WRITTEN EXERCISE: Please write out again the stretch from the start of the rows through the line containing "pixel 222 170", requests included, adding 97 to every number in the answer keypoint coordinates.

[Data items]
■ ■ ■ ■ ■

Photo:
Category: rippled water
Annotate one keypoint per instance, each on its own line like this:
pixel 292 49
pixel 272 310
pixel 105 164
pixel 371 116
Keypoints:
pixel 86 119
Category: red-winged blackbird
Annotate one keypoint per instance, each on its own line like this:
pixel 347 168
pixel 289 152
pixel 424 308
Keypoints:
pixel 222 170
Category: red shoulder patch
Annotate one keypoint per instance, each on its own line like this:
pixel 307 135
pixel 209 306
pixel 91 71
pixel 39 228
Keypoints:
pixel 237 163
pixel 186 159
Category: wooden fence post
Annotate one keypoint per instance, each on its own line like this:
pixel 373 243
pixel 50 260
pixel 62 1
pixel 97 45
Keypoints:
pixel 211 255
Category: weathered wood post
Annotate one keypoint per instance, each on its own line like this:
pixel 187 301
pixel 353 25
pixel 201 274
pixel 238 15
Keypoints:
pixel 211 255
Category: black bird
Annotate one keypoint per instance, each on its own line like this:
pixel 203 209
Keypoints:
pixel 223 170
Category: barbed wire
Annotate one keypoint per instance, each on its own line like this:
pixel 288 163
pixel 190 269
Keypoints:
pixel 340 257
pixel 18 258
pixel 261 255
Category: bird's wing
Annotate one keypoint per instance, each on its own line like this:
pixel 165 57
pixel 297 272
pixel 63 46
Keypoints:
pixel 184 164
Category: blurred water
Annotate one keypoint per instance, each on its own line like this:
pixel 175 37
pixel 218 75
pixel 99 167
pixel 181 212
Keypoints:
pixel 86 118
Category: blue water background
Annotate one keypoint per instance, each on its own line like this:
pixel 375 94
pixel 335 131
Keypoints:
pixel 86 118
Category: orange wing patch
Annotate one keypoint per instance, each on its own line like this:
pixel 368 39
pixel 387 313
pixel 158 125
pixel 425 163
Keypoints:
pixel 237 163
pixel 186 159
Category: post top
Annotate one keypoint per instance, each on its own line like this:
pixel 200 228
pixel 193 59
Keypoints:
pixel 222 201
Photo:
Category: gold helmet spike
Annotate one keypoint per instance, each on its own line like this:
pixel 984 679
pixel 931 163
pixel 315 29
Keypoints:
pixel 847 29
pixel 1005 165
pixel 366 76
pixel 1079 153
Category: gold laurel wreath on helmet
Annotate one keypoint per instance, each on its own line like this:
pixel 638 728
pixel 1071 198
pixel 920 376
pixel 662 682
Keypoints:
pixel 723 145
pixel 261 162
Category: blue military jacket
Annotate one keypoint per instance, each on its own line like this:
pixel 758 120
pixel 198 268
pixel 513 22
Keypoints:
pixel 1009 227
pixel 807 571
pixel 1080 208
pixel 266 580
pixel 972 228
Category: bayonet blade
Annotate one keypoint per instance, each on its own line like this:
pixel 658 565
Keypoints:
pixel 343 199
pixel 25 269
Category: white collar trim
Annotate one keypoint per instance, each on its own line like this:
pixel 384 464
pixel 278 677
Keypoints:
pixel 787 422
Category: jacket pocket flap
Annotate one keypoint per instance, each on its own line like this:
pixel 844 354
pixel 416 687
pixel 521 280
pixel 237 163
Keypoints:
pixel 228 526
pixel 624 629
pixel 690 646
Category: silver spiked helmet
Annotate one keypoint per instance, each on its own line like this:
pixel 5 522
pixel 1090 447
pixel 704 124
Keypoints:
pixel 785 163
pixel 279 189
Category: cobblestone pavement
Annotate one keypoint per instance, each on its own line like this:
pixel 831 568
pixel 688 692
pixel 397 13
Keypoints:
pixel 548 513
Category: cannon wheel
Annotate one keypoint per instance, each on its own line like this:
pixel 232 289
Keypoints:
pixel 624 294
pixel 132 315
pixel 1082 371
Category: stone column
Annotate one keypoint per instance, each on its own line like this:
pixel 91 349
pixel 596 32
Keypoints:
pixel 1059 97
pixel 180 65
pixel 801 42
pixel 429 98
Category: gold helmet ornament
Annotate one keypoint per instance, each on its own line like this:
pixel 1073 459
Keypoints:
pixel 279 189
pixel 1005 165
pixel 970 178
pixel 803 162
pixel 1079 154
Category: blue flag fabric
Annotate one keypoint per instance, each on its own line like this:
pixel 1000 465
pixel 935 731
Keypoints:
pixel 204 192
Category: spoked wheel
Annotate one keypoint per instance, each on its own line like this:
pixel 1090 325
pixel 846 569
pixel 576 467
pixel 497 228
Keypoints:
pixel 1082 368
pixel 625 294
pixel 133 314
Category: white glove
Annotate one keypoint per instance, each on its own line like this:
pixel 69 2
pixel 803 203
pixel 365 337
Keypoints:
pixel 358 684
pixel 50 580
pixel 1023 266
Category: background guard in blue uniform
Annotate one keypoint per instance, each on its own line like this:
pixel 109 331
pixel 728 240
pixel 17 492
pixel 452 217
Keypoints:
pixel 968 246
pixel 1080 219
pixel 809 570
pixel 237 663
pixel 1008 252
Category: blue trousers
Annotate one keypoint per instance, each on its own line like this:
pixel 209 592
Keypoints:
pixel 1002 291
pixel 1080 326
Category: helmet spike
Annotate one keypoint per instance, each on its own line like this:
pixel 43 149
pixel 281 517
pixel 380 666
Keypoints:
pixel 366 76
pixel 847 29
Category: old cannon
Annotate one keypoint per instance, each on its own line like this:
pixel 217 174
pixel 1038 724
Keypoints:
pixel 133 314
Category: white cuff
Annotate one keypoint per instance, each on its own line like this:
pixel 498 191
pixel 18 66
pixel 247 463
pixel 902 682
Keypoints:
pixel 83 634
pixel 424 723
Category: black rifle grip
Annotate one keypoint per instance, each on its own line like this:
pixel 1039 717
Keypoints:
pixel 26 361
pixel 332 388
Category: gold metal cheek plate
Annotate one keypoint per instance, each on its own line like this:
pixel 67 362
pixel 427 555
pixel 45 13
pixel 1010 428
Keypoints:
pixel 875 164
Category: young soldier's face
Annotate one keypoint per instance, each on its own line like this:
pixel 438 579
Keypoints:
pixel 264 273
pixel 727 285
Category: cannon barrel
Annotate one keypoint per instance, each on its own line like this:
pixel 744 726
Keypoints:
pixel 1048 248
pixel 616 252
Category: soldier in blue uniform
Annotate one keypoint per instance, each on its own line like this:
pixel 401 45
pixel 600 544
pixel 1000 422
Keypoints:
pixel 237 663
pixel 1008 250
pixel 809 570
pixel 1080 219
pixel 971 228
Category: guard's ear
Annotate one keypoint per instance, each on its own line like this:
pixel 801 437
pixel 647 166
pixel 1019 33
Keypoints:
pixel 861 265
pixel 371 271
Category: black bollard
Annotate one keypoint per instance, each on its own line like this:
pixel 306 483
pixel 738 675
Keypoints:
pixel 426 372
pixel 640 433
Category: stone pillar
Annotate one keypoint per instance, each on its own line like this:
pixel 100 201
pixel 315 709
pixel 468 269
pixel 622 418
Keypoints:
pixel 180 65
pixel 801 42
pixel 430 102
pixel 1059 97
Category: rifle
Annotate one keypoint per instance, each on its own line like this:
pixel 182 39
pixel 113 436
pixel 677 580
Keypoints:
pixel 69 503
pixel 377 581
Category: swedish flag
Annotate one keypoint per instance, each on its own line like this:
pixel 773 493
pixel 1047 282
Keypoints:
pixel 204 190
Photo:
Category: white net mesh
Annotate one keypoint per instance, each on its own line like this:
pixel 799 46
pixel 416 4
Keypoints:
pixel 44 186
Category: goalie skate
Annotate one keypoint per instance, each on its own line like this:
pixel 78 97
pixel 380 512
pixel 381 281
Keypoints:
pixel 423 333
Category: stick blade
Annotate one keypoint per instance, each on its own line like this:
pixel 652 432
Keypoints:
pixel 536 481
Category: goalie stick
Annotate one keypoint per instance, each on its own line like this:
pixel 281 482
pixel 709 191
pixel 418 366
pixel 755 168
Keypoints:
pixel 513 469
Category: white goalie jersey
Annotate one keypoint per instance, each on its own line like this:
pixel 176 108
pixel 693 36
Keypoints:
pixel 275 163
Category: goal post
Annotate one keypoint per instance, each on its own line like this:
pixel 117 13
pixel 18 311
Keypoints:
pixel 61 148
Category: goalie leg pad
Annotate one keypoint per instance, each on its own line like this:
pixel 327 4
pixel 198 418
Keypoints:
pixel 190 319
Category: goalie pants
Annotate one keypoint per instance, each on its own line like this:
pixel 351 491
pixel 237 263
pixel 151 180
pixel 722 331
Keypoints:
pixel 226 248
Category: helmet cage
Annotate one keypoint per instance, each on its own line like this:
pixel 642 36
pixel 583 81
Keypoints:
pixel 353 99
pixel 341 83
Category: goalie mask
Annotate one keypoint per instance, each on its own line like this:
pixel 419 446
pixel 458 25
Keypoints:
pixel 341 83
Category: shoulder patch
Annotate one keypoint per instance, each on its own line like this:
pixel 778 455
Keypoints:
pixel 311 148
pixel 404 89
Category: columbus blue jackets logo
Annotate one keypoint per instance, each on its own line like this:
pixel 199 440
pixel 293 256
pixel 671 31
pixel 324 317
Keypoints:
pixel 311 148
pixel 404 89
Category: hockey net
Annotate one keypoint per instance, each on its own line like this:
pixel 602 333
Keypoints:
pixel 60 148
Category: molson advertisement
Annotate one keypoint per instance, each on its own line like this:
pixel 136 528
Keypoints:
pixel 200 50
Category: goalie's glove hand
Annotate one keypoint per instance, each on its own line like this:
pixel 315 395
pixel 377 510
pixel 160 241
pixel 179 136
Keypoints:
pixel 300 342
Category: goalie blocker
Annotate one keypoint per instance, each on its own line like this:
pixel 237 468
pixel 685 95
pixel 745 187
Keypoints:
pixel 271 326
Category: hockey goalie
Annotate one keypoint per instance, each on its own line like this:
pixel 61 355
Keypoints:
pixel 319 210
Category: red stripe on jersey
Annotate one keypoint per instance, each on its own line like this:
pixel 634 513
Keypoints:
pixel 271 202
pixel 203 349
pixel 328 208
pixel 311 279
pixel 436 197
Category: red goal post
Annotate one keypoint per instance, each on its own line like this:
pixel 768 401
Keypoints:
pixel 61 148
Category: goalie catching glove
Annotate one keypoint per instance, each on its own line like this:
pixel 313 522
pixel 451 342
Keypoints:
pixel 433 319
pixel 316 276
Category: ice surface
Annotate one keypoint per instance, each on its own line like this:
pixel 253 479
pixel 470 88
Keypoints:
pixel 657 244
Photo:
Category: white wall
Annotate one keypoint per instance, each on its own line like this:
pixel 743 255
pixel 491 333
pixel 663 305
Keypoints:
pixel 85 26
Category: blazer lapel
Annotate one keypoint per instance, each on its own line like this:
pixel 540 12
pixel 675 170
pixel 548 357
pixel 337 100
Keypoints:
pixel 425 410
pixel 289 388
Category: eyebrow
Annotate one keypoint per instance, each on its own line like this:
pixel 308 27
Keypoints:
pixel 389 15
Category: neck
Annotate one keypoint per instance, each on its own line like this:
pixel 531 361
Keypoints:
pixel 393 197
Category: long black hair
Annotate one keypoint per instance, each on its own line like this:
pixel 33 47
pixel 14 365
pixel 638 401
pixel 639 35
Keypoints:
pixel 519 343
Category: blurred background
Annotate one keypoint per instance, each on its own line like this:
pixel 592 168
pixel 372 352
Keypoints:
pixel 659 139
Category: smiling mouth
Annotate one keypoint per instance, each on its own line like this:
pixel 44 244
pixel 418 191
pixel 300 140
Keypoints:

■ ■ ■ ■ ■

CORRECT RESPONSE:
Photo:
Category: rippled water
Annotate one keypoint per instance, each on its own line like this:
pixel 292 49
pixel 272 310
pixel 105 164
pixel 371 116
Keypoints:
pixel 183 216
Category: red-winged blackbird
Annotate one keypoint per instance, each on its own line like this:
pixel 347 168
pixel 289 152
pixel 424 308
Keypoints:
pixel 319 267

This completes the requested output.